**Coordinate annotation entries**
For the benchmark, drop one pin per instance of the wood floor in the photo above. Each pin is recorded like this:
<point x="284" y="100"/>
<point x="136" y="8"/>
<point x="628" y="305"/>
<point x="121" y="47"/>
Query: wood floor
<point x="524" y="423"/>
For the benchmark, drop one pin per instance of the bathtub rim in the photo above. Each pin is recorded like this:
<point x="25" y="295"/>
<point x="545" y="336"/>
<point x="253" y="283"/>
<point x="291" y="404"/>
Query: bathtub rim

**WHAT THE TASK REQUIRES**
Update the records from the line containing "For the benchmark, drop one pin per instance of the bathtub" through the end, replacing "bathtub rim" with "sink edge" and leaving everything else unchanged. Give back only those lines.

**RESPONSE TO THE EXERCISE**
For the benchmark, drop one pin per instance of the sink edge in the photo above. Each pin is recorded like this:
<point x="25" y="295"/>
<point x="545" y="336"/>
<point x="253" y="283"/>
<point x="291" y="404"/>
Query: sink edge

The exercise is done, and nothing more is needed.